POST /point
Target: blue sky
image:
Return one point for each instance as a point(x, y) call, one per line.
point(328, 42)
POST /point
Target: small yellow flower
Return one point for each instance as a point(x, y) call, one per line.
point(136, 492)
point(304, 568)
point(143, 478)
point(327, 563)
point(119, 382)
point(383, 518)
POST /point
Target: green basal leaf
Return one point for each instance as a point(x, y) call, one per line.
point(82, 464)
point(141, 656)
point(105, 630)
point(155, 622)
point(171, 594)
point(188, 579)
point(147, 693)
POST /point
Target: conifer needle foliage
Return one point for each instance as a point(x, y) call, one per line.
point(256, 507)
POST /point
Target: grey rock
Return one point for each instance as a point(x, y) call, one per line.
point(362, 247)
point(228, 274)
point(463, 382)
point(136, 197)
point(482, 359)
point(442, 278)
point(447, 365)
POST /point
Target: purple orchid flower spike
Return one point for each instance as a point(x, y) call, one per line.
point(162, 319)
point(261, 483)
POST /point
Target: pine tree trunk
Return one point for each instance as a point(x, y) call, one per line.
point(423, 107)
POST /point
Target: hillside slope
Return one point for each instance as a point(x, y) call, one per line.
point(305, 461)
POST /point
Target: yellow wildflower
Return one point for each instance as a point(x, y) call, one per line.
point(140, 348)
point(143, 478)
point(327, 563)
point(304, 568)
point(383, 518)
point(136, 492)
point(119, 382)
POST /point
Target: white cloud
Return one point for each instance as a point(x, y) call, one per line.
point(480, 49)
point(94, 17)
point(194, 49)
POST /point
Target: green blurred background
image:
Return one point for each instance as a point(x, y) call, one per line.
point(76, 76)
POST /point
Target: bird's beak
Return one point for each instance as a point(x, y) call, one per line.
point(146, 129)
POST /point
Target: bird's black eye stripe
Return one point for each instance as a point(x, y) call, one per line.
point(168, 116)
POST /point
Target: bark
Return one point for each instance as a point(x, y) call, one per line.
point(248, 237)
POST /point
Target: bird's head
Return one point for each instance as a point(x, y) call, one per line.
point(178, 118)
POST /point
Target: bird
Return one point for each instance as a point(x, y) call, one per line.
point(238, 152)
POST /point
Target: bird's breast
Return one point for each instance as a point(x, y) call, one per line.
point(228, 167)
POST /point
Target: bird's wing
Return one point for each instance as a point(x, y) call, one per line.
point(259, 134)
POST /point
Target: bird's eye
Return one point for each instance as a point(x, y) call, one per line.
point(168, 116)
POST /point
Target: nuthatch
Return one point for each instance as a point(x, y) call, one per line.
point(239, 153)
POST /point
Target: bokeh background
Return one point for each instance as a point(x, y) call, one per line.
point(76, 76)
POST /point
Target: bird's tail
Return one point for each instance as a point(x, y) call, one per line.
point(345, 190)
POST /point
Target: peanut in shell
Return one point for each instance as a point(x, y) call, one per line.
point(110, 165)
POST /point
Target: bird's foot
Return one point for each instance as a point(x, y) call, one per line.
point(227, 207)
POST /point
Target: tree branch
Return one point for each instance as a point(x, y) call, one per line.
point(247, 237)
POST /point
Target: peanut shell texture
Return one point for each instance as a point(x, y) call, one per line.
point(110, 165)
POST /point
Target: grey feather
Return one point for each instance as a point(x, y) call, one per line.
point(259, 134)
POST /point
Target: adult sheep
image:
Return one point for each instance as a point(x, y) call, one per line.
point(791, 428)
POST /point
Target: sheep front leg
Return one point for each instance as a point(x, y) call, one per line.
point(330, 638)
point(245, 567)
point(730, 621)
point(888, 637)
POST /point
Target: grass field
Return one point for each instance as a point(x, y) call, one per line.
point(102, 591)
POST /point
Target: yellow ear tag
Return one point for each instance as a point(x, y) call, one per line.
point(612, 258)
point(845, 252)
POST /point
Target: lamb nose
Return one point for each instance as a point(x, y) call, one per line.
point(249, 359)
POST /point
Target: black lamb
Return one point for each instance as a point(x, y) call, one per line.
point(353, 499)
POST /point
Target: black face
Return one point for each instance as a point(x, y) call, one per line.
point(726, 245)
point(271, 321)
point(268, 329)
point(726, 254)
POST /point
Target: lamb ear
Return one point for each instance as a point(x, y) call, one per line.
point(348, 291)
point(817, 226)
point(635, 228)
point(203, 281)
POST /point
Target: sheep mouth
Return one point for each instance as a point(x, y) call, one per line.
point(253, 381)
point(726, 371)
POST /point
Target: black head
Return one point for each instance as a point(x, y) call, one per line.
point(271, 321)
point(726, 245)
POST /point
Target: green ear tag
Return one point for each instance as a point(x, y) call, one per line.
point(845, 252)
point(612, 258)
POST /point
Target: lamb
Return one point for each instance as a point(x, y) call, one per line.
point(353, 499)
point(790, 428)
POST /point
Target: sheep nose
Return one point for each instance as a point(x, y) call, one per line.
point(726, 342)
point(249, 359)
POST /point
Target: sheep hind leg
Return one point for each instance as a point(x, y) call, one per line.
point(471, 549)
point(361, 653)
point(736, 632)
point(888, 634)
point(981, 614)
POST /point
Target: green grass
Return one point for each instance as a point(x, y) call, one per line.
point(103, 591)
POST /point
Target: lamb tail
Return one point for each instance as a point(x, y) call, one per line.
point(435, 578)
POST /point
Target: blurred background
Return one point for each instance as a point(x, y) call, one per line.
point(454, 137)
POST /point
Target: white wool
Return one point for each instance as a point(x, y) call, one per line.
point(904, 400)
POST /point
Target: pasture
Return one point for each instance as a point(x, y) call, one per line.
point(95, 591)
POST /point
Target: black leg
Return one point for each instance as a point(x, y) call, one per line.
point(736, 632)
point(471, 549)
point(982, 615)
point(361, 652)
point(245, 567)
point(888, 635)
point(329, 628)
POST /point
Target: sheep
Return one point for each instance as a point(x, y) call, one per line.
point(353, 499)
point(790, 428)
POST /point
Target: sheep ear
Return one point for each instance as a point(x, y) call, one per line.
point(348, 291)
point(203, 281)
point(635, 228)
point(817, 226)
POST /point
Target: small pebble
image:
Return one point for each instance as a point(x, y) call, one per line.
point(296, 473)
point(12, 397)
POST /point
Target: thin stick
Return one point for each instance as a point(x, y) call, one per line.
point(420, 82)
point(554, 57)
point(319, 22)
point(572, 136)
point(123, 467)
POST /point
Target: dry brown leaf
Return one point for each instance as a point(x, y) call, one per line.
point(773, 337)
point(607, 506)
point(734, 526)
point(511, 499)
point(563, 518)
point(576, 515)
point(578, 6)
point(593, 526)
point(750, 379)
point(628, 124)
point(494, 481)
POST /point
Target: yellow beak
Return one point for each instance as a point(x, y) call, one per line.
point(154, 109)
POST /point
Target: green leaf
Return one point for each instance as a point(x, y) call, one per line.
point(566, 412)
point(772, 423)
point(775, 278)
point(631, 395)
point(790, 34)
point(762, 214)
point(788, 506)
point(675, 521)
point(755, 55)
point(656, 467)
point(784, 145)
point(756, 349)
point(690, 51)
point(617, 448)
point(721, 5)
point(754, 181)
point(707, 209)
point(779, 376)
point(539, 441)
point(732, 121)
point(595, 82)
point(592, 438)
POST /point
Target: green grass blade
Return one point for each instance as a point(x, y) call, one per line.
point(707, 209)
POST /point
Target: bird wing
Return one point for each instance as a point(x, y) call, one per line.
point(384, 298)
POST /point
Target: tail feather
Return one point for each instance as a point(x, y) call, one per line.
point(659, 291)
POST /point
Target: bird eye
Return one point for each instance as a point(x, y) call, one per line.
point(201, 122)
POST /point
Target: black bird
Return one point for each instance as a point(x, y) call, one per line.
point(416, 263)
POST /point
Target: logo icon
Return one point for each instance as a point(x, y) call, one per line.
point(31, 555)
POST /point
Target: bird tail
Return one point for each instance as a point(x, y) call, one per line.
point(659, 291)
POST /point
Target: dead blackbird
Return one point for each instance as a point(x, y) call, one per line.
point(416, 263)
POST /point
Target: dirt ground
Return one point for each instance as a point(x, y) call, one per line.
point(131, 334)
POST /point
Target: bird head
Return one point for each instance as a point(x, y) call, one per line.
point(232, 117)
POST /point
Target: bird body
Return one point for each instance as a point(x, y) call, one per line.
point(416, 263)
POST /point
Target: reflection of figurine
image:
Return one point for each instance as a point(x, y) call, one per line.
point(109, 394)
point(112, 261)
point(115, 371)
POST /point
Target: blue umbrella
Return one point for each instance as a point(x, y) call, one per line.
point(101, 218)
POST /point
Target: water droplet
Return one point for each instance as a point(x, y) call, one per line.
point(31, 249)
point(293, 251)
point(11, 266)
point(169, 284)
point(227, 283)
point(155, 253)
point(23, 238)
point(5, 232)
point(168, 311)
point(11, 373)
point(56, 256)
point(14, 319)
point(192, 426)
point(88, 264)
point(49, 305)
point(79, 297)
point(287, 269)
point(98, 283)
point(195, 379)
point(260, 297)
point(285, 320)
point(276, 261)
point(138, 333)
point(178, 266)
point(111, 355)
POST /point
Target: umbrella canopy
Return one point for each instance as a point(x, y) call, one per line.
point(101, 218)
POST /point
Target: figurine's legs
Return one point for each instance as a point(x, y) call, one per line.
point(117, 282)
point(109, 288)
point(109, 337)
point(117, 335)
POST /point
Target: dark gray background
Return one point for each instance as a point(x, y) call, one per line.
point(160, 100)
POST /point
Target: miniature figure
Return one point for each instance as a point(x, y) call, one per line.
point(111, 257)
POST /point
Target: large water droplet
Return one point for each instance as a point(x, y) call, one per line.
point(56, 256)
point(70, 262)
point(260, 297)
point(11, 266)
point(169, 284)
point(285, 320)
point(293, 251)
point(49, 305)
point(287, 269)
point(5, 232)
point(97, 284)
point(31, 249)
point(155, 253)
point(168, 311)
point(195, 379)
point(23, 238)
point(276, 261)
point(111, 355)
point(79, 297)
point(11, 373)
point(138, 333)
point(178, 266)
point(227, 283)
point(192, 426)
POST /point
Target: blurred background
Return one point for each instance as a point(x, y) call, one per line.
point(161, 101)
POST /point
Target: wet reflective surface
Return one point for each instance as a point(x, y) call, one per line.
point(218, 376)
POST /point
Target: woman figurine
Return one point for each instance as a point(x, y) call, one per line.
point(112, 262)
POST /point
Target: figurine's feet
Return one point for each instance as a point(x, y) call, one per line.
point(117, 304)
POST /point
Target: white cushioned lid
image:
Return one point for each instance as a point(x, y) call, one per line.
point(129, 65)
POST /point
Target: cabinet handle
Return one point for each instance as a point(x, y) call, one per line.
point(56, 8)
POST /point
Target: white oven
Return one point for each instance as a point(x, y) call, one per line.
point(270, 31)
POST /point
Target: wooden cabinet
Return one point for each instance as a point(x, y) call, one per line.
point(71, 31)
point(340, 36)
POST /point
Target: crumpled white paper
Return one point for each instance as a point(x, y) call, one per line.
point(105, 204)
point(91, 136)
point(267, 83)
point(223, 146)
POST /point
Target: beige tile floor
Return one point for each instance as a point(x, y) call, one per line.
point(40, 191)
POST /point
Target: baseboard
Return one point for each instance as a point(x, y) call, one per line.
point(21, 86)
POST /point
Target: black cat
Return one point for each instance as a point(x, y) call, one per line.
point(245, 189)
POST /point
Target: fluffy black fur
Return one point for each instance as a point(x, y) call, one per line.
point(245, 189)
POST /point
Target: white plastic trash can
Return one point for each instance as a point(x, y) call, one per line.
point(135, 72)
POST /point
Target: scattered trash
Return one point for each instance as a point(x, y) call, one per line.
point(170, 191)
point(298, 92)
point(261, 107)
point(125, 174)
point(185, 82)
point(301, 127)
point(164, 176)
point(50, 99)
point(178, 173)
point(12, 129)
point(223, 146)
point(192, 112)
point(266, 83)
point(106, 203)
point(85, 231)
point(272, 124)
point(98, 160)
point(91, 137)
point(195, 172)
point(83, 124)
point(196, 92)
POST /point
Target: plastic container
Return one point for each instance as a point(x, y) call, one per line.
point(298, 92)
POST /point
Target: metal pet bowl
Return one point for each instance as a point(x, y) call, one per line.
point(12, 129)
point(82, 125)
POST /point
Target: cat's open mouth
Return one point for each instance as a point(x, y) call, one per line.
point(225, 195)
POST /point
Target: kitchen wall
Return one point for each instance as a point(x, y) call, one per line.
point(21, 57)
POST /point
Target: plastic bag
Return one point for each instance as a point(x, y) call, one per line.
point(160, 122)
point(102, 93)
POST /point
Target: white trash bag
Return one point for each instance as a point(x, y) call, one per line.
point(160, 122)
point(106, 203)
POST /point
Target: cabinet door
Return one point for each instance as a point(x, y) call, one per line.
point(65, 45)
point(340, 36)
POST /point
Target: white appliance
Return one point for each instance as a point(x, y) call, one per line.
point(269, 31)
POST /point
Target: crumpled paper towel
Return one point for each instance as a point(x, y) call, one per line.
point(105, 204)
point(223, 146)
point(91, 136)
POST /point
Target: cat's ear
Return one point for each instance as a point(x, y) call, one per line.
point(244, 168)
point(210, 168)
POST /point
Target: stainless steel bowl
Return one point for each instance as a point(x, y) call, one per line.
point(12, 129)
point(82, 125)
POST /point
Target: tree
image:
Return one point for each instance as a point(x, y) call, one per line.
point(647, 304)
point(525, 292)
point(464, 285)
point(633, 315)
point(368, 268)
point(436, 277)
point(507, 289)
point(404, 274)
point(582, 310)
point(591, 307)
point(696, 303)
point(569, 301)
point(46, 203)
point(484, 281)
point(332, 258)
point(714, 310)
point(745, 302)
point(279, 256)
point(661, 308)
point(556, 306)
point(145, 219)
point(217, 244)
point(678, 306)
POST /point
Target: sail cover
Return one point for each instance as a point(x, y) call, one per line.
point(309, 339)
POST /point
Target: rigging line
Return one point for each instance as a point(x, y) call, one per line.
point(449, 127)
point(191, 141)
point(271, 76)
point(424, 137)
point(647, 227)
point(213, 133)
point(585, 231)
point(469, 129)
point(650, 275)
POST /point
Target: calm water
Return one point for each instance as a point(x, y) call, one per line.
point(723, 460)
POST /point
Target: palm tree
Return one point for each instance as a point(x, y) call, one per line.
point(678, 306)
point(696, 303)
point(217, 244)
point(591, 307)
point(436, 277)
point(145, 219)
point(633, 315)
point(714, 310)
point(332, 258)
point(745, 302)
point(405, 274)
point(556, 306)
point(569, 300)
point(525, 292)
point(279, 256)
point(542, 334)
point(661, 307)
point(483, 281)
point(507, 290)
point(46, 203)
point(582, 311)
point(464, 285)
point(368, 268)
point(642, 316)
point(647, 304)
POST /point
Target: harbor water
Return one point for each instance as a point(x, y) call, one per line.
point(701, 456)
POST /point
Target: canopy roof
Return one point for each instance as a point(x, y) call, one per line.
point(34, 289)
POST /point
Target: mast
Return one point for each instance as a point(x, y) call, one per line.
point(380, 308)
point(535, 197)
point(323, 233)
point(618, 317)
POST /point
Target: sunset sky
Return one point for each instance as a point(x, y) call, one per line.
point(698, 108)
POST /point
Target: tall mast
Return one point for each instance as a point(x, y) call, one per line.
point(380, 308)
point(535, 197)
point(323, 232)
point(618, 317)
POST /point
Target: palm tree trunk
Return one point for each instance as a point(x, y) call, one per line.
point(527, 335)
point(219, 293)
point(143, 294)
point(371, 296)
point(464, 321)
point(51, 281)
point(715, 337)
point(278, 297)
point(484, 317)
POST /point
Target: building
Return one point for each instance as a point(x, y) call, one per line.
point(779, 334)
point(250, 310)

**********

#### [Required action]
Apply a filter to the listing above so that only lines with "green" are kept, and copy those lines.

#### [Exercise output]
Target: green basal leaf
Target: green blurred background
Target: green ear tag
Target: green grass
Target: green leaf
Target: green grass blade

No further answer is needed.